WORK TO BE COMPLETED: Copy out the items below word for word, starting at the line that contains "of the roof" and ending at the line that contains "[[262, 171], [167, 182], [394, 170]]", with both of those lines included.

THE RECORDS:
┏━━

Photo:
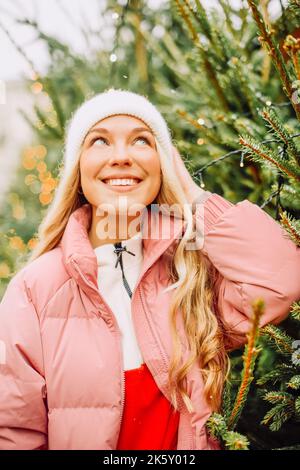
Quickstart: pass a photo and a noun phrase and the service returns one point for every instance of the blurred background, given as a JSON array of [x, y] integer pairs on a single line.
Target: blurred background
[[226, 76]]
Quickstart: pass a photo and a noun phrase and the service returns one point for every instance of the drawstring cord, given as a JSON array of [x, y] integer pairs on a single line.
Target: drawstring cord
[[119, 249]]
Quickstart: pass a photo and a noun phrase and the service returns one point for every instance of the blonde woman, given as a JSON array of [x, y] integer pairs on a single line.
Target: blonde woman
[[115, 334]]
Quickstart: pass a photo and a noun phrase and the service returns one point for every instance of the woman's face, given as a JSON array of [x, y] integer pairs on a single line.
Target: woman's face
[[119, 158]]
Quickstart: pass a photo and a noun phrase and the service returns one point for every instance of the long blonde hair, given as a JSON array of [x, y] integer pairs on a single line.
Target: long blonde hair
[[192, 277]]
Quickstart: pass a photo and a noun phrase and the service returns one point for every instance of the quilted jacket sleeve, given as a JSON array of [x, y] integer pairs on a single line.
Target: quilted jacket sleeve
[[23, 415], [254, 257]]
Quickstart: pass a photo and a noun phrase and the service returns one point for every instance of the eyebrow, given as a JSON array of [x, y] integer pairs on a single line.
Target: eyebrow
[[106, 131]]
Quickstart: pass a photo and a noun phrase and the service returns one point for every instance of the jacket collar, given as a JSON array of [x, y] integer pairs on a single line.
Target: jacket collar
[[159, 231]]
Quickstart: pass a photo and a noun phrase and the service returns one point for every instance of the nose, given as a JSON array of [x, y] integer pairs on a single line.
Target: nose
[[120, 157]]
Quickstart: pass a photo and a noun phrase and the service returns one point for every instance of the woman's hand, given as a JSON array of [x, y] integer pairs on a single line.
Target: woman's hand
[[191, 189]]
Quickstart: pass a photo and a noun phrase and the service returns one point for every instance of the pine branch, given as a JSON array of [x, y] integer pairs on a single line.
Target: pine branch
[[294, 382], [281, 412], [278, 338], [280, 372], [217, 428], [203, 53], [295, 310], [292, 47], [249, 358], [267, 38], [259, 152], [278, 130]]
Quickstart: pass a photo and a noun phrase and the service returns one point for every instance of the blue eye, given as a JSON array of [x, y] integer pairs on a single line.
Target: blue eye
[[104, 140], [142, 138], [99, 138]]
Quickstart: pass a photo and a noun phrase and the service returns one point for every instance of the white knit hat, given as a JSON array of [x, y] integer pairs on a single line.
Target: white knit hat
[[111, 102]]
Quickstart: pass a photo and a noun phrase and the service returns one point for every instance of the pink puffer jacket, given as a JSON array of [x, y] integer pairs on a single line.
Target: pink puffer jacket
[[61, 379]]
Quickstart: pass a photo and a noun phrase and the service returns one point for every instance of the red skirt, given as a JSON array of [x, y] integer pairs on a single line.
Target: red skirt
[[149, 420]]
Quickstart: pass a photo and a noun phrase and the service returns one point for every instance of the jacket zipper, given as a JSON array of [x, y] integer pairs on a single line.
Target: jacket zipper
[[119, 334], [163, 355]]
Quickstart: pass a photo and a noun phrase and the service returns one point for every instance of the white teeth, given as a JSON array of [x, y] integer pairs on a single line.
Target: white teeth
[[121, 182]]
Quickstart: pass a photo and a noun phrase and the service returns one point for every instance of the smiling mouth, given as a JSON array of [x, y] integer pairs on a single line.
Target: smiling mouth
[[121, 181]]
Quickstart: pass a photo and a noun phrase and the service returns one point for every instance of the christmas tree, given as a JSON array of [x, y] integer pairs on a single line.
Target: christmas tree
[[227, 80]]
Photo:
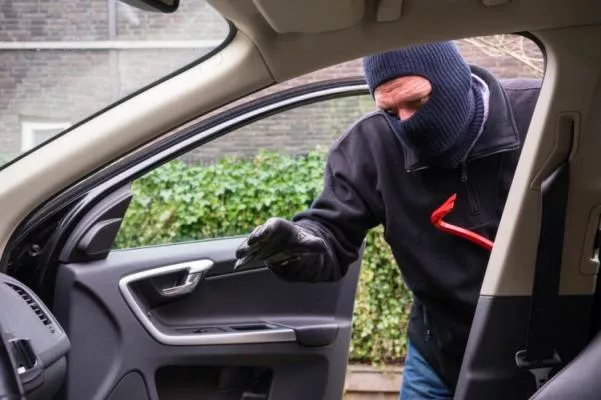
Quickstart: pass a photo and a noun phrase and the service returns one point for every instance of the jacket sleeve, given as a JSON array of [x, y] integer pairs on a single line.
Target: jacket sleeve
[[340, 215]]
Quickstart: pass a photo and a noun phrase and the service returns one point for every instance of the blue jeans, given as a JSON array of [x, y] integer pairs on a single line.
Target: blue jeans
[[420, 381]]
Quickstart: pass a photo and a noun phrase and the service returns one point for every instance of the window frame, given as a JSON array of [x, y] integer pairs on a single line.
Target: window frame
[[28, 131]]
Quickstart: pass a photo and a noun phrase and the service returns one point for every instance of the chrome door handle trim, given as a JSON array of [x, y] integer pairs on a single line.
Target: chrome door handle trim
[[195, 273], [280, 334]]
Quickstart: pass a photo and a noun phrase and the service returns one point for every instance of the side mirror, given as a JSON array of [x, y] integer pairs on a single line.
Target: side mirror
[[163, 6]]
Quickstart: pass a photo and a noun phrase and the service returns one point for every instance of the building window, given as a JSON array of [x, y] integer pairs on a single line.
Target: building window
[[34, 133]]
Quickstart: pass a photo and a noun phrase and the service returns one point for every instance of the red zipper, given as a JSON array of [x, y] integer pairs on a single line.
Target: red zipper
[[455, 230]]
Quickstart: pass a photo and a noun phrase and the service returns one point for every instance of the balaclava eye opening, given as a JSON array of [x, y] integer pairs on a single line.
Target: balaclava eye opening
[[443, 130]]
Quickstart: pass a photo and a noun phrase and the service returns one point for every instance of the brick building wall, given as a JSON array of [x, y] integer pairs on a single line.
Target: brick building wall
[[61, 86]]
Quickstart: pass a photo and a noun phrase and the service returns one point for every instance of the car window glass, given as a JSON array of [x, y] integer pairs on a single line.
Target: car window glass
[[270, 167]]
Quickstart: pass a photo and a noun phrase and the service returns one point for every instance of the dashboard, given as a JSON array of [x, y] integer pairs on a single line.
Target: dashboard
[[33, 347]]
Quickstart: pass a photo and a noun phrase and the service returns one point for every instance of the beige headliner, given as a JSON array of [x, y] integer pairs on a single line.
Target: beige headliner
[[245, 66]]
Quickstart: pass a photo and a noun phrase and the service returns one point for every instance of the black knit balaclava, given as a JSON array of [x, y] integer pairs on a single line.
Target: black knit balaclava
[[444, 129]]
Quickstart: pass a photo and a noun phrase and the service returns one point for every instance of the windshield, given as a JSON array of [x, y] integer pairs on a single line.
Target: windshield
[[62, 61]]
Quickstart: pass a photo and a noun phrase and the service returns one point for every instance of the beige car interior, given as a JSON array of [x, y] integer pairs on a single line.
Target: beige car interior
[[278, 40]]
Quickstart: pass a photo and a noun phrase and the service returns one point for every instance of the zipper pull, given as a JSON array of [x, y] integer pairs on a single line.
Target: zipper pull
[[463, 172]]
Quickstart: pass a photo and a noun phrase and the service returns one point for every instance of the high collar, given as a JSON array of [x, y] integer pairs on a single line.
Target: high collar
[[500, 133]]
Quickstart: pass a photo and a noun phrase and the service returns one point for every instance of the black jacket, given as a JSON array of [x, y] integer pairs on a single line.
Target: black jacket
[[370, 179]]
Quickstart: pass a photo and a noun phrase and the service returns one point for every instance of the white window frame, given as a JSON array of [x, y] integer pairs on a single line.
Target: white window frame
[[28, 129]]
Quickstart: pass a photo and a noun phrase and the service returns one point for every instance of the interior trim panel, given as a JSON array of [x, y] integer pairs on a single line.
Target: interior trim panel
[[195, 270]]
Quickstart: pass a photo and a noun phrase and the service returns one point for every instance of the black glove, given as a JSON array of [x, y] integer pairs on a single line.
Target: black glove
[[280, 243]]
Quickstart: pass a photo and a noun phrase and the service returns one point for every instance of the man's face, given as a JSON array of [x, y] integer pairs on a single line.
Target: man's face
[[402, 97]]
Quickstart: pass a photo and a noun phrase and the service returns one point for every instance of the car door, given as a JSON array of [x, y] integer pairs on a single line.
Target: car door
[[167, 317]]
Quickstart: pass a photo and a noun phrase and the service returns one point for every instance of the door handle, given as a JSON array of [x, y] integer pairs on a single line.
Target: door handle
[[195, 272]]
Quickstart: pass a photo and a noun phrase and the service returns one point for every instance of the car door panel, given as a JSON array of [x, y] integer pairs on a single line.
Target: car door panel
[[294, 336]]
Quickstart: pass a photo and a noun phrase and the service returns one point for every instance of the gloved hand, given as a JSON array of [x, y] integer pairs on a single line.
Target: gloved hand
[[280, 243]]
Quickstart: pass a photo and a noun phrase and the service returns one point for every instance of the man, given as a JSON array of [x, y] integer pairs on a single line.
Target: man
[[443, 128]]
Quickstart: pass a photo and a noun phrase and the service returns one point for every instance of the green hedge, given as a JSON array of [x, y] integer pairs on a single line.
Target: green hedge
[[181, 202]]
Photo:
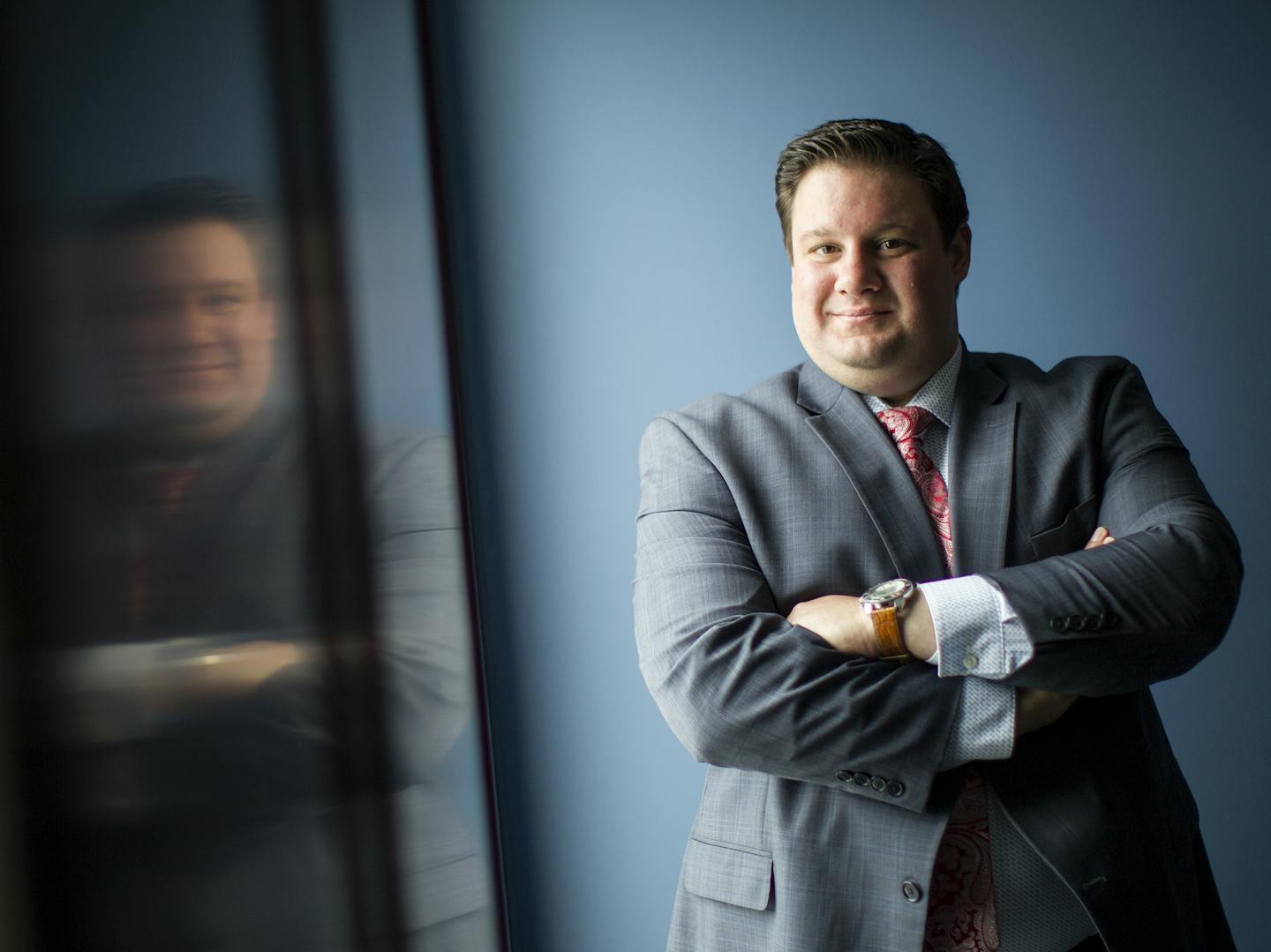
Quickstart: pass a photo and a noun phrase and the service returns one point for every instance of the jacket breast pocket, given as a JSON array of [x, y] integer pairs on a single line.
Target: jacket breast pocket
[[733, 874], [1069, 536]]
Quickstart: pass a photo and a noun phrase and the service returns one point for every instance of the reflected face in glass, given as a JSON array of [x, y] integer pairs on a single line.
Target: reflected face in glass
[[872, 283], [192, 329]]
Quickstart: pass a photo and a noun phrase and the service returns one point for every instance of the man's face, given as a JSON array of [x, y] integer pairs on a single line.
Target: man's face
[[192, 328], [872, 285]]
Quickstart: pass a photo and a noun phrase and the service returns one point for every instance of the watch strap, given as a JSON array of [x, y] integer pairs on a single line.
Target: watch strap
[[891, 646]]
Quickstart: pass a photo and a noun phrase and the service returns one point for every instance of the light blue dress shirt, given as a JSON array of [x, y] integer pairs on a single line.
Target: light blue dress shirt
[[980, 640]]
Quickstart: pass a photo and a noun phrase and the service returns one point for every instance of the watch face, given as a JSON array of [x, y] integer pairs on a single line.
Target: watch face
[[889, 591]]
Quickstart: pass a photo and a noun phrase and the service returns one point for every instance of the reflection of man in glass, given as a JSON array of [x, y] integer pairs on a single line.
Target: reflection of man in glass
[[197, 325], [205, 743]]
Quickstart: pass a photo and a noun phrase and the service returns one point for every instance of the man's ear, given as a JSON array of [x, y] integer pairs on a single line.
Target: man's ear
[[270, 314], [959, 254]]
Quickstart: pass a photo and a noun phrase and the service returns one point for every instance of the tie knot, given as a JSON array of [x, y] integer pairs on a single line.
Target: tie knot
[[906, 424]]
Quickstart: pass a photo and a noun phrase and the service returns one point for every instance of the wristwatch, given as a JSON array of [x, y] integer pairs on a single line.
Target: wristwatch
[[884, 603]]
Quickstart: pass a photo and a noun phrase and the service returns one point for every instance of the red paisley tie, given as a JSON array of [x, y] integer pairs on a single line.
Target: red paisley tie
[[961, 911]]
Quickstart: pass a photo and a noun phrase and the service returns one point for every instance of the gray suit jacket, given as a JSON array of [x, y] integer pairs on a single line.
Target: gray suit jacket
[[753, 504]]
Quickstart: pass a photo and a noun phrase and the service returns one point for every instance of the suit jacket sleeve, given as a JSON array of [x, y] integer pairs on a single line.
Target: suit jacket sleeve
[[1155, 602], [741, 686]]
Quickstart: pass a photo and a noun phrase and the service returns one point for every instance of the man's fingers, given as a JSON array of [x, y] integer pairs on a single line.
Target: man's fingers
[[1101, 538]]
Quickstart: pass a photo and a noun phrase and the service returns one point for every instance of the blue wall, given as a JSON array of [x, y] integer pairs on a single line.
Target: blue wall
[[620, 256]]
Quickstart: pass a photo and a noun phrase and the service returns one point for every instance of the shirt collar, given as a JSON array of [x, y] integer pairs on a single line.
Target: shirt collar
[[935, 395]]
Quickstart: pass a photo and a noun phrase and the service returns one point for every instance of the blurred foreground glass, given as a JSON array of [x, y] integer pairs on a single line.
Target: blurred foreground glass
[[237, 611]]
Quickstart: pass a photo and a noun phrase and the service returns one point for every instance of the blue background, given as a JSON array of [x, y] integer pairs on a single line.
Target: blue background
[[620, 254]]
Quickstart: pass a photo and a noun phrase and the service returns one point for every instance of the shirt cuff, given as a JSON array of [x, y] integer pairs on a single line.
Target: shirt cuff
[[976, 631], [984, 727]]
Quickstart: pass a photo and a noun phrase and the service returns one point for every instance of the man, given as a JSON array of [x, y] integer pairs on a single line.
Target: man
[[975, 761], [201, 755]]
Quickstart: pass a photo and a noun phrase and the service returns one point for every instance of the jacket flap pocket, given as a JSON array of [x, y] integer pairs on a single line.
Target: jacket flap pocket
[[731, 874], [1069, 536]]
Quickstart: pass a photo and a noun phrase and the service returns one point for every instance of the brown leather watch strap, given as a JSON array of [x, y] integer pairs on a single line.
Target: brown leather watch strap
[[891, 646]]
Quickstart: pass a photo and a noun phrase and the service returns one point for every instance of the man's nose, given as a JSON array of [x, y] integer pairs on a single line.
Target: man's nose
[[858, 273], [187, 323]]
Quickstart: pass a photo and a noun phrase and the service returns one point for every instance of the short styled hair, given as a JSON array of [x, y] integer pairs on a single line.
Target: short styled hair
[[878, 144], [184, 201]]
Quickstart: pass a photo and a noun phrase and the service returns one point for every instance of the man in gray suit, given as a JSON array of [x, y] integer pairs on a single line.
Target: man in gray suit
[[1008, 689]]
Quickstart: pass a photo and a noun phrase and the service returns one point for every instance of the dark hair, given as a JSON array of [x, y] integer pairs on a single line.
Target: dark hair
[[184, 201], [880, 144]]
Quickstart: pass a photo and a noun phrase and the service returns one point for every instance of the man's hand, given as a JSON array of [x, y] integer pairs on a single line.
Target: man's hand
[[846, 626], [1036, 708], [840, 620]]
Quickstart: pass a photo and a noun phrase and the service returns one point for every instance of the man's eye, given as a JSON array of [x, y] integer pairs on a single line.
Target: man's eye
[[222, 303]]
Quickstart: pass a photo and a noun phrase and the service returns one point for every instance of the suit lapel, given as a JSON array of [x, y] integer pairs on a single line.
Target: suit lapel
[[981, 455], [877, 473]]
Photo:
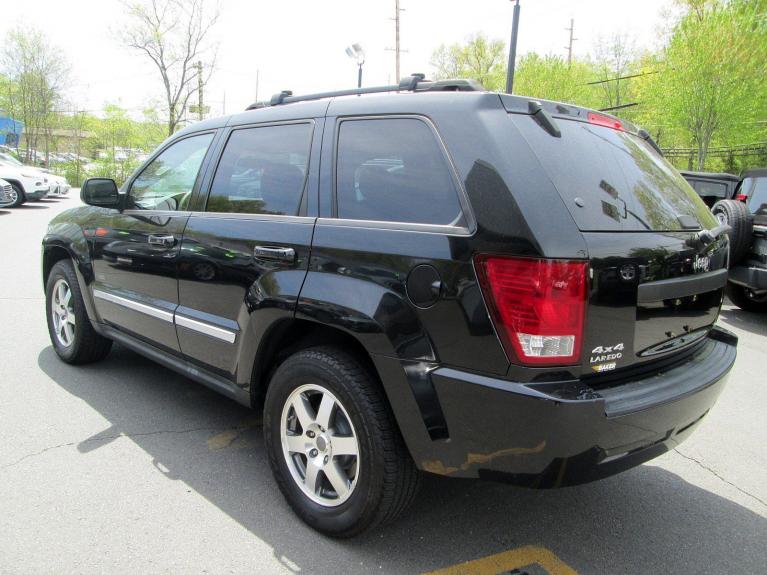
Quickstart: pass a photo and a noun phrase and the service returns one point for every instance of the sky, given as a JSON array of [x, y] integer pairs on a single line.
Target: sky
[[299, 44]]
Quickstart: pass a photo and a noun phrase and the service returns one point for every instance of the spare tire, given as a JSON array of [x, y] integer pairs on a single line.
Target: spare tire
[[737, 216]]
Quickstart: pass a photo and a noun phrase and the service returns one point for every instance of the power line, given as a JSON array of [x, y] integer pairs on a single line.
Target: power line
[[569, 47], [622, 78], [397, 50]]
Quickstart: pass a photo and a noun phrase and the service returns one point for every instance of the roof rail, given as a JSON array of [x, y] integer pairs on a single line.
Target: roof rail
[[413, 83]]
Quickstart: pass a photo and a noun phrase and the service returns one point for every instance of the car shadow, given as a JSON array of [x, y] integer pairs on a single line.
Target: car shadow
[[645, 520], [746, 320]]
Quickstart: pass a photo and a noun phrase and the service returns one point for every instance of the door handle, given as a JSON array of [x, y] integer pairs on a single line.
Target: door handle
[[274, 253], [157, 240]]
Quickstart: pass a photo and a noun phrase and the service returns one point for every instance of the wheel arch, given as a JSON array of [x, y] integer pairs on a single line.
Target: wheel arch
[[405, 383], [289, 335], [18, 183], [55, 250]]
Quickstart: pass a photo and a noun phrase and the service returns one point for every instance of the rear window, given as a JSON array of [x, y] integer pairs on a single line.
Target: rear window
[[612, 180]]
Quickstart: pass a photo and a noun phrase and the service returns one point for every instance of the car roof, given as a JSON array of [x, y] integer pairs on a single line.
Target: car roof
[[755, 173]]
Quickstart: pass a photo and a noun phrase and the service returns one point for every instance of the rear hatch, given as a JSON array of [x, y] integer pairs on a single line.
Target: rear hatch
[[653, 287]]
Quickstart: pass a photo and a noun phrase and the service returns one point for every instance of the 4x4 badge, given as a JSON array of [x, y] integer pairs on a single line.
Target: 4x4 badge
[[603, 353]]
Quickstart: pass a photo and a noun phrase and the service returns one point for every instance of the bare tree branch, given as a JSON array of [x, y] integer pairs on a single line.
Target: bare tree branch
[[174, 36]]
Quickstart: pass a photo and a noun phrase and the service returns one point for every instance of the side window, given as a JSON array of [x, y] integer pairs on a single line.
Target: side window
[[262, 171], [167, 182], [394, 170]]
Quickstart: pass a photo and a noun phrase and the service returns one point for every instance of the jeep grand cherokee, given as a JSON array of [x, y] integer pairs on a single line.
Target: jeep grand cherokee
[[427, 277]]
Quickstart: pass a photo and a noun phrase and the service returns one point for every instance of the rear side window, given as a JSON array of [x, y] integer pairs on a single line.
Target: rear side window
[[262, 171], [756, 190], [711, 189], [394, 170], [612, 180]]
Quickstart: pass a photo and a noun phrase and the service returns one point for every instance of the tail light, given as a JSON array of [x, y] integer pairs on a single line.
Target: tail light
[[537, 306], [603, 120]]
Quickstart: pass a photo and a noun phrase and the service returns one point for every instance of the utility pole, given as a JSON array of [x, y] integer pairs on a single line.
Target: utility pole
[[512, 50], [199, 90], [397, 50], [569, 47]]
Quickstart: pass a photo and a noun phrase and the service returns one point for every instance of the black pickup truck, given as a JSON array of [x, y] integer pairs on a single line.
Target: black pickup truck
[[740, 202]]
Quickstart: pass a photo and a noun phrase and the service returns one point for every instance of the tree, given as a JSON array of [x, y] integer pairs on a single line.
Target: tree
[[479, 58], [174, 35], [715, 64], [36, 74], [615, 59]]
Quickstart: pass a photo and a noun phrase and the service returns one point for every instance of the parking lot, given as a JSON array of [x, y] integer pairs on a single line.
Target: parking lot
[[127, 467]]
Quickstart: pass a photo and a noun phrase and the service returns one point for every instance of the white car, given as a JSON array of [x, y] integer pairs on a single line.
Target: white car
[[58, 184], [26, 183]]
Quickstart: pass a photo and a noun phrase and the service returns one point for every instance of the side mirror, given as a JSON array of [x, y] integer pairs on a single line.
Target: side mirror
[[100, 192]]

┗━━

FINAL ANSWER:
Quickstart: pass a photo and a noun phrase and the service returns one point for every instance of the roof rail, given as a JSON array of [x, y] integer pairs on a single line.
Target: roof rail
[[413, 83]]
Quickstart: pass a photo and a noun phrase and the service returns one point for every instance of the car shadow, given as a JSON array of [x, y] integer pairs on a single line.
Target: car shadow
[[645, 520], [746, 320]]
Quickstart: pass a photo and a noun phrase and the service returns one point for every instance of the door handle, given as a JSON array of [x, y] integer pairs on a single line.
Target: door handle
[[274, 253], [157, 240]]
Quickstart: pass a photo and a noun phrase and the service returns one point for every instance of the wheel arch, given as a JSON array of [x, y] integer pairs on a single line.
Target: wheel arch
[[405, 383], [289, 335], [18, 183], [55, 250]]
Quickstart: pass a photo and a noun phrase and the service returns one point for every instance of the rear window, given as a JSON array of [x, y] integer pairs on a single line.
Target: rear window
[[612, 180]]
Quickstart: pass a photo and a noun phrase and the service returns one point for every instance of the car roof, given as a JSON array of [x, y] integer pairs on a single line.
Target: car roof
[[755, 173]]
Quickstart: pass a photo and a noun phrase and the service returns one point for every instance of the rear hatch, given as a JSON array of [x, y] integer pairs on a single line.
Target: rear hatch
[[653, 287]]
Quickstart: pass a photo and a noun phrase and the service returns one point for every instance of the 4x4 badge, given as a JSON array of [x, y] integer pairs on a single line.
Target: 4x4 badge
[[603, 353]]
Quickstart: pass a photo and a noun phrase and the service returns one point for every instance of the bare tree branch, given as a JSON array of [x, y] integer pairs on a single line.
Target: bare tree branch
[[174, 36]]
Quickstart: pass a photo and a noun phrase and the service returns one point for every instance of the side window, given as a JSON array of [x, y] integer pairs on a single line.
Target: side window
[[262, 171], [167, 182], [394, 170]]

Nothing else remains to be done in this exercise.